RECORDS SHOWN Block Start
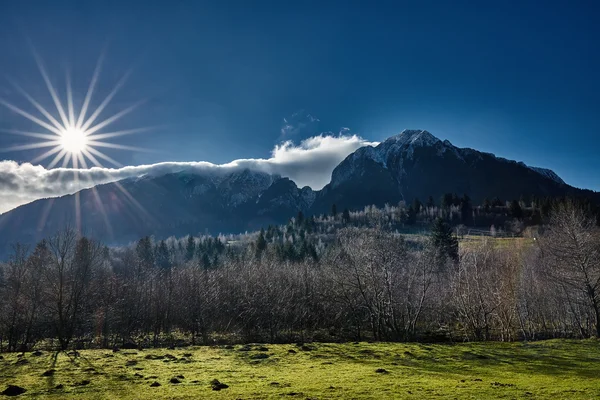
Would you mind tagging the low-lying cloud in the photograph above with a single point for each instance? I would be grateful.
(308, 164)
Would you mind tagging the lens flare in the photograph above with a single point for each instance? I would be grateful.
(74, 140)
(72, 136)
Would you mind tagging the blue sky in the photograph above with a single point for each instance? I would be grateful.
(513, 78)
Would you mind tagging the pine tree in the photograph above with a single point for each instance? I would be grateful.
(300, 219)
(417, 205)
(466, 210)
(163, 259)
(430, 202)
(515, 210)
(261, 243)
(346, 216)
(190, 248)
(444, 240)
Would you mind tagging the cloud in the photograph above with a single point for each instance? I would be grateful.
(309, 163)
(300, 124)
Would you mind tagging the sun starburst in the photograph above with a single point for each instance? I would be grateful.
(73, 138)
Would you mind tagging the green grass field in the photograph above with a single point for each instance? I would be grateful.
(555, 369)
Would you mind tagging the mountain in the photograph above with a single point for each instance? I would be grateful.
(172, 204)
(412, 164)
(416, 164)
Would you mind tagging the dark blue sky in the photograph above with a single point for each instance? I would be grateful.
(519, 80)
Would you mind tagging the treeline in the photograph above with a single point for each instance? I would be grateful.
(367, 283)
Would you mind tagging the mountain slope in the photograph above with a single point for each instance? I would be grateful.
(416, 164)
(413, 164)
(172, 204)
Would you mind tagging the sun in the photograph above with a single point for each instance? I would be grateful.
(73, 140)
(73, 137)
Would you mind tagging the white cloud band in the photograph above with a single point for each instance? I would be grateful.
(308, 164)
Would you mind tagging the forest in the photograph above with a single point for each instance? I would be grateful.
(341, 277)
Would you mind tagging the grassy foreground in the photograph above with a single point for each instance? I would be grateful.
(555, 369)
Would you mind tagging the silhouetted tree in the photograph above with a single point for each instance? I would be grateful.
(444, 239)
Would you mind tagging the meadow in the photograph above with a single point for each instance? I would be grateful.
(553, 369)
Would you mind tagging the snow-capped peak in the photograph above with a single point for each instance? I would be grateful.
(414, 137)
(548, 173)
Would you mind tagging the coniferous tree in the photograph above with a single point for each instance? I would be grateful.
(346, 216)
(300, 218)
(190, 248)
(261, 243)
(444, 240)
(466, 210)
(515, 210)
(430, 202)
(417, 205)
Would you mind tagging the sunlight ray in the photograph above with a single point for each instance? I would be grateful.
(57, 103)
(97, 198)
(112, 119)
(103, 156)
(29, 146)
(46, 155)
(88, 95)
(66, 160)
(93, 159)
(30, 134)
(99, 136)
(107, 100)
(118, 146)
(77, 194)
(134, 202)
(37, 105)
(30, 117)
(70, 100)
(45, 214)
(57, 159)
RECORDS SHOWN Block End
RECORDS SHOWN Block Start
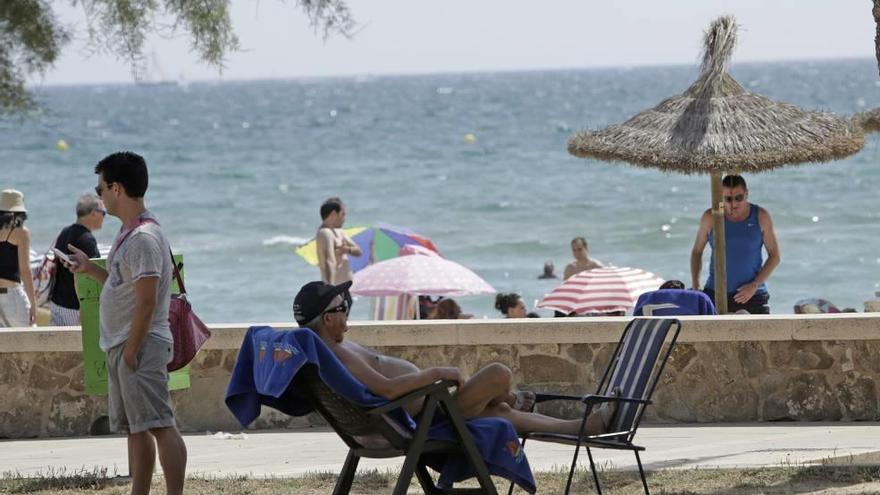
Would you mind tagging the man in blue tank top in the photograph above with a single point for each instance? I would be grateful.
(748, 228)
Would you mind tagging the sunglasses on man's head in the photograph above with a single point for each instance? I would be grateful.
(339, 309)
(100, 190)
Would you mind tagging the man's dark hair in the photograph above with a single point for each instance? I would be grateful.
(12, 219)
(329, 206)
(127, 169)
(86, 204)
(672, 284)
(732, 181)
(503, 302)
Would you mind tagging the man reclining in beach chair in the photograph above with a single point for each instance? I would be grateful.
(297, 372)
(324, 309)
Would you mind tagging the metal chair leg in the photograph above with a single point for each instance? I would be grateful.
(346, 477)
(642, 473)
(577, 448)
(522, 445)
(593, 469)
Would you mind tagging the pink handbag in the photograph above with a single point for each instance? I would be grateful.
RECORDS SHOWN Block End
▶ [EXERCISE BRIEF]
Above are the entries. Copy exactly the part that opens with the line containing "Would you mind tagging the metal" and closes with the line containing "Would you mind tagging the pink", and no more.

▶ [RESULT FOR THIS EXERCISE]
Would you mind tagging the metal chair leg in the photograph above with a single point for each instance? I would be grateful.
(346, 477)
(642, 473)
(577, 448)
(522, 445)
(593, 469)
Would you mind tagging the pink handbag in the photograph above with a single point for each instance? I would be grateful.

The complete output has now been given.